Dalam potongan teks tentang hukum demokrasi, apa alasan demokrasi dinyatakan bertentangan dengan Islam? Jawablah dalam satu sampai tiga kalimat berdasarkan potongan teks tersebut.

§ Potongan Teks

▬▬▬▬▬▬

Hukum Demokrasi, Pemilu, dan Posisi dalam Pemerintahan Demokratis Menurut Perspektif Islam
Pertanyaan:
Apa hukum demokrasi, menjabat posisi penting di parlemen, atau menduduki posisi lain dalam pemerintahan demokratis? Dan bagaimana hukum memberikan suara dan memilih seseorang secara demokratis?
Jawaban:
Pertama: Demokrasi adalah sistem buatan manusia, yang berarti pemerintahan oleh rakyat untuk rakyat, dan ini bertentangan dengan Islam. Karena yang berhak untuk memerintah adalah Allah Yang Maha Tinggi. Tidak boleh diberikan hak legislasi kepada siapapun selain Allah, apapun kedudukan orang tersebut. Dalam Mausu'ah al-Adyan wa al-Madhahib al-Mu'asirah (2/1066-1067) disebutkan:
ولا شك في أن النظم الديمقراطية أحد صور الشرك الحديثة ، في الطاعة ، والانقياد ، أو في التشريع ، حيث تُلغى سيادة الخالق سبحانه وتعالى ، وحقه في التشريع المطلق ، وتجعلها من حقوق المخلوقين ، والله تعالى يقول : ( مَا تَعْبُدُونَ مِنْ دُونِهِ إِلَّا أَسْمَاءً سَمَّيْتُمُوهَا أَنْتُمْ وَآَبَاؤُكُمْ مَا أَنْزَلَ اللَّهُ بِهَا مِنْ سُلْطَانٍ إِنِ الْحُكْمُ إِلَّا لِلَّهِ أَمَرَ أَلَّا تَعْبُدُوا إِلَّا إِيَّاهُ ذَلِكَ الدِّينُ الْقَيِّمُ وَلَكِنَّ أَكْثَرَ النَّاسِ لَا يَعْلَمُونَ ) يوسف/ 40 ، ويقول تعالى : (إِنِ الْحُكْمُ إِلَّا لِلَّهِ) الأنعام/ 57
"Tanpa diragukan lagi, sistem demokrasi adalah salah satu bentuk syirik modern dalam ketaatan dan pengikutannya, atau dalam hal legislasi, karena menghapuskan kekuasaan mutlak Allah dalam legislasi dan menggantinya dengan hak-hak makhluk. Allah berfirman: "Apa yang kamu sembah selain Dia hanyalah nama-nama yang kamu sebutkan, kamu dan nenek moyangmu. Allah tidak menurunkan bukti untuk itu. Pemerintahan itu hanyalah milik Allah. Dia memerintahkan agar kalian tidak menyembah selain Dia. Itulah agama yang lurus, tetapi kebanyakan manusia tidak mengetahuinya" (Yusuf/40). Dan Allah juga berfirman: "Sesungguhnya pemerintahan itu hanyalah milik Allah" (al-An'am/57)."

▬▬▬▬▬▬

§ Data Tersimpan
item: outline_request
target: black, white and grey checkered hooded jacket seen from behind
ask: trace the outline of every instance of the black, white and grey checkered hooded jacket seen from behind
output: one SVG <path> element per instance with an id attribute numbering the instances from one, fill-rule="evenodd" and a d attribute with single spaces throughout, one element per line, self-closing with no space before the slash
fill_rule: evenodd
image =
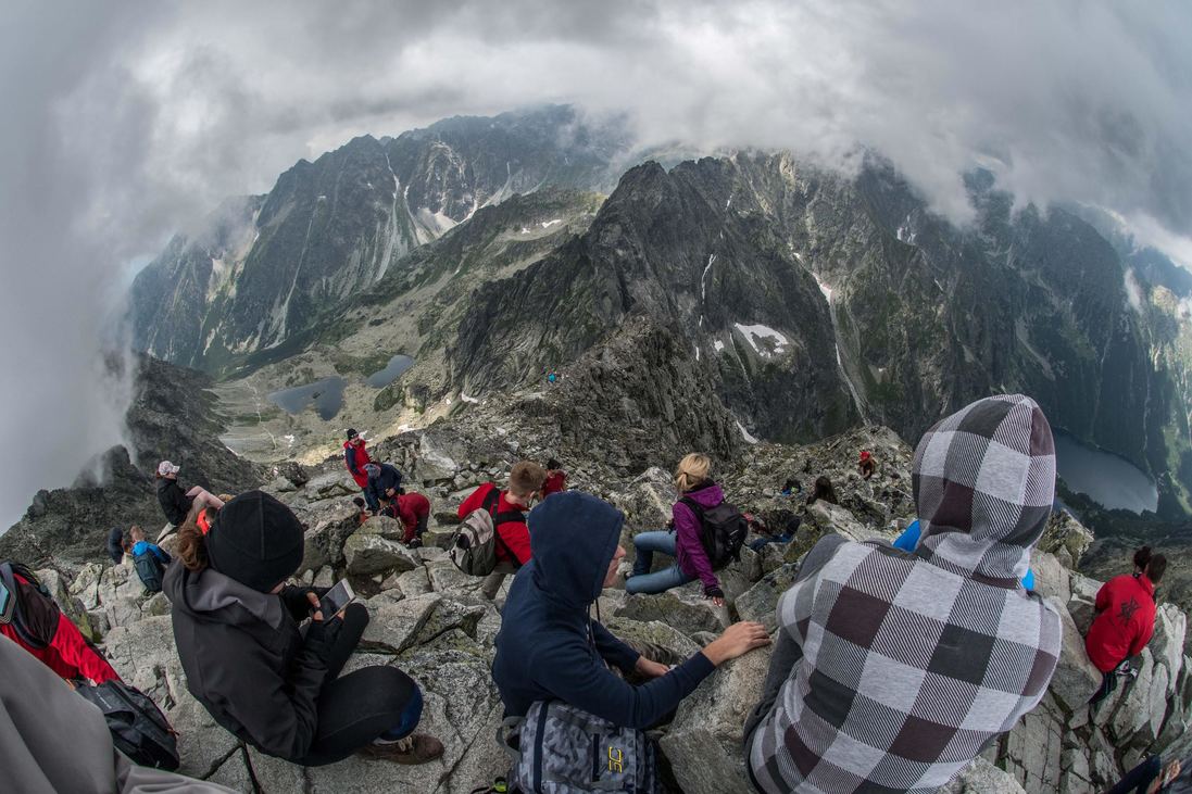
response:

▬▬▬▬▬▬

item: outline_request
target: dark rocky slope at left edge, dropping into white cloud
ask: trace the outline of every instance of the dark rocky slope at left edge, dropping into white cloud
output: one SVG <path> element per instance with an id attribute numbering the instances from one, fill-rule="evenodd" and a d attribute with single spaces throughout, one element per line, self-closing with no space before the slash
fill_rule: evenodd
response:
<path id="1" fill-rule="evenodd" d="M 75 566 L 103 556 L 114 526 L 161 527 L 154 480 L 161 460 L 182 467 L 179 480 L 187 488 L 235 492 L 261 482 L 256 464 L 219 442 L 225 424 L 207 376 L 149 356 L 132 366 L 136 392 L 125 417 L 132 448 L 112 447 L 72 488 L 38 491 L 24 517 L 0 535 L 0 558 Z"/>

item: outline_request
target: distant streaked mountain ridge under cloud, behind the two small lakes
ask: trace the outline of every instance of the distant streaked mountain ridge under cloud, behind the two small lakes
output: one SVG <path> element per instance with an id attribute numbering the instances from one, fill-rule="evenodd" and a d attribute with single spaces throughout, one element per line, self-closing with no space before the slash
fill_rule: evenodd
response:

▬▬▬▬▬▬

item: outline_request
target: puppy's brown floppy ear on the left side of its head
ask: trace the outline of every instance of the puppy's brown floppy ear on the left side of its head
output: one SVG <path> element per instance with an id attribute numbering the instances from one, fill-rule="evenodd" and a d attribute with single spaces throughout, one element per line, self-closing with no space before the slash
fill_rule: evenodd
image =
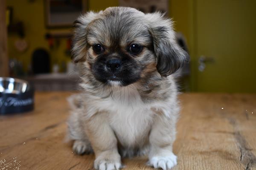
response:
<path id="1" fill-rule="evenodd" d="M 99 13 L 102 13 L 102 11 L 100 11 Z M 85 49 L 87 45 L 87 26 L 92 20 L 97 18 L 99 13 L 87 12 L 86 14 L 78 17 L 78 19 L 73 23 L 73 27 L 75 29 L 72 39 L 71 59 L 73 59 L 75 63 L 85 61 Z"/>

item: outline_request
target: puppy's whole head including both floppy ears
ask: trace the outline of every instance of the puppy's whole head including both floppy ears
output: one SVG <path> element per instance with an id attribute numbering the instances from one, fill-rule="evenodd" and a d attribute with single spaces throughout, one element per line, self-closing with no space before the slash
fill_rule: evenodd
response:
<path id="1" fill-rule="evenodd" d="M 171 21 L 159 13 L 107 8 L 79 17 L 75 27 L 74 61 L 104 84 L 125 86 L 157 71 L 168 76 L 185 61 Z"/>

▬▬▬▬▬▬

§ Jawaban
Potongan teks menyebut demokrasi sebagai sistem buatan manusia, yaitu pemerintahan oleh rakyat untuk rakyat. Menurut teks, sistem ini bertentangan dengan Islam karena yang berhak memerintah adalah Allah Yang Maha Tinggi. Karena itu, hak legislasi tidak boleh diberikan kepada siapa pun selain Allah, apa pun kedudukan orang tersebut.